> **TASK INPUTS**:
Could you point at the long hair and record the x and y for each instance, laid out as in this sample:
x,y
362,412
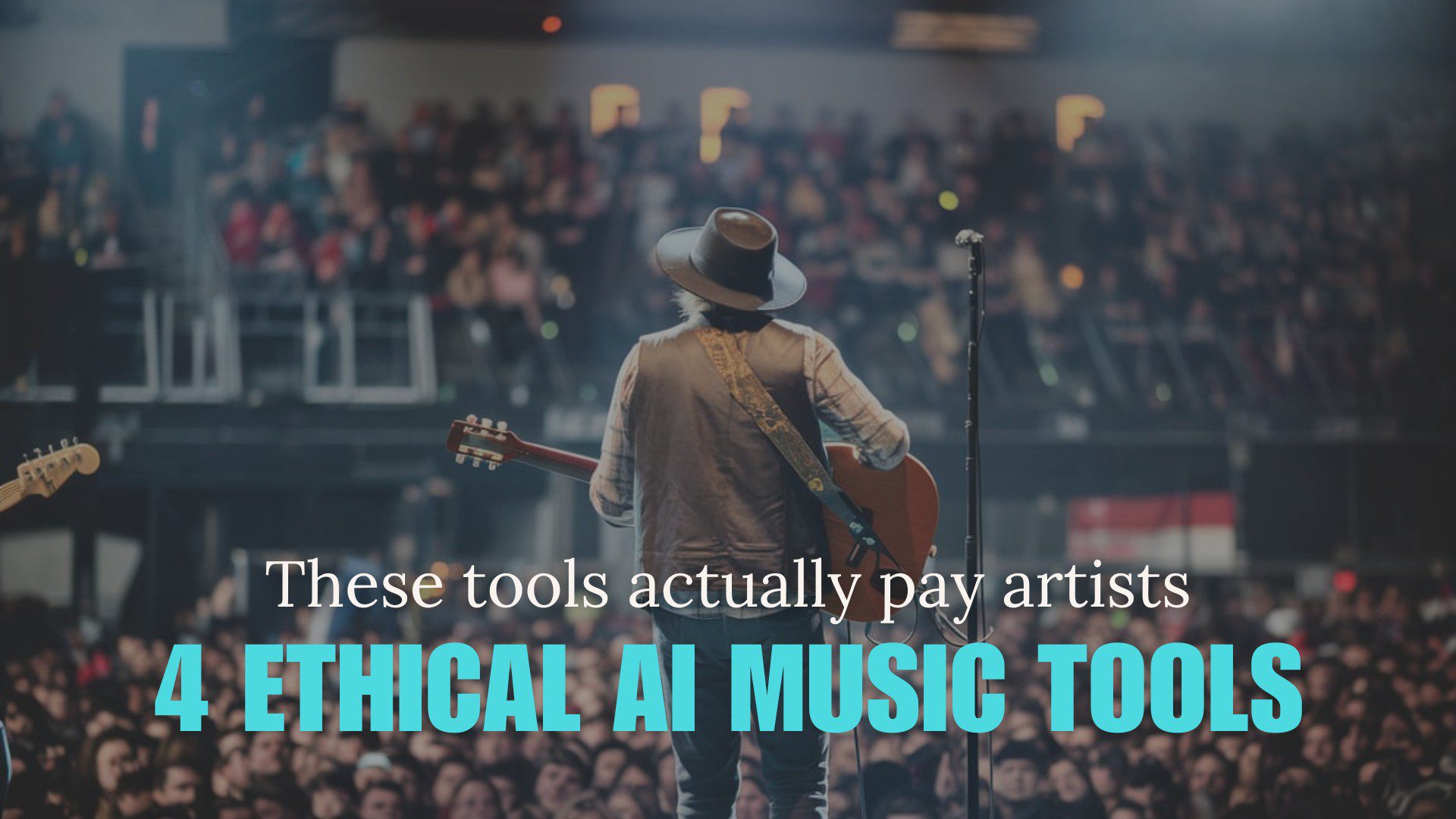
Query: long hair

---

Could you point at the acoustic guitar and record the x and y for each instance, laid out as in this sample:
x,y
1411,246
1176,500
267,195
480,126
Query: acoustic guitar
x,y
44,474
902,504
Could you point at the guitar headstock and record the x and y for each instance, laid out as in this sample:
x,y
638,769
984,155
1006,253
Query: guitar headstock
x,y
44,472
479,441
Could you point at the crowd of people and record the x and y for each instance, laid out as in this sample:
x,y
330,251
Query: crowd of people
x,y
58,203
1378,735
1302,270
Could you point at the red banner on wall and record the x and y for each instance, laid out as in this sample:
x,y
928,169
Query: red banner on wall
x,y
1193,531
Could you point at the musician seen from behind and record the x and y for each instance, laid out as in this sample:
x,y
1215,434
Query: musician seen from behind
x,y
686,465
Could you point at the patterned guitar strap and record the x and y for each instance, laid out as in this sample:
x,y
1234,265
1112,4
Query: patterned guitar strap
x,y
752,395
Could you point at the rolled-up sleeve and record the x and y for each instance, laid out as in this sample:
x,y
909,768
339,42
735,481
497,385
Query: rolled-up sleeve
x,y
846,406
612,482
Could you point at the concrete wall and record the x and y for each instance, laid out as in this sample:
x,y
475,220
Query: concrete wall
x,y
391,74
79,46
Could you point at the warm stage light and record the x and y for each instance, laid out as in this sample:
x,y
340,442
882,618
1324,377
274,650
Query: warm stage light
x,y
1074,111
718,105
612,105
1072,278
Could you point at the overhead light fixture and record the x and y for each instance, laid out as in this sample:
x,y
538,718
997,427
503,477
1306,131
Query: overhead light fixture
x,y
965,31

==

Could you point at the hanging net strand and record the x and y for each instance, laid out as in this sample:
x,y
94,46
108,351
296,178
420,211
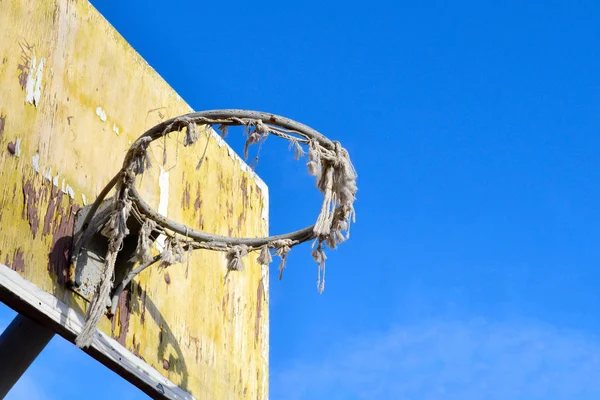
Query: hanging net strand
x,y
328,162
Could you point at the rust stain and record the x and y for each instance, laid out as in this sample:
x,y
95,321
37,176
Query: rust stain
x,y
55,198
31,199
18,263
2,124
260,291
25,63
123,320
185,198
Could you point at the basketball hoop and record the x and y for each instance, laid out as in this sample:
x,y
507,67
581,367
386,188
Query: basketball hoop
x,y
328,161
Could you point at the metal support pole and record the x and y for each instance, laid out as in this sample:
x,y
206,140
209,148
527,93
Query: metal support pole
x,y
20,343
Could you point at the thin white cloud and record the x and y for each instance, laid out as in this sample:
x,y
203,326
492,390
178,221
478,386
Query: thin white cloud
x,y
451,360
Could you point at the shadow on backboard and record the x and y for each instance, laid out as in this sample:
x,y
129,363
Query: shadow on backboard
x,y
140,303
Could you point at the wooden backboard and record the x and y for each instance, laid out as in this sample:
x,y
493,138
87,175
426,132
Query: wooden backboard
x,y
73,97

> **THE PROBLEM**: Echo, word for word, the lines from the one containing "Could you point at the long" through the one containing "Query: long hair", and omit the pictures from your reply.

> **SOLUTION FOR THIS TASK**:
Could you point at the long hair and record the x and y for each instance, laid out as in this sample:
x,y
362,412
Query: long hair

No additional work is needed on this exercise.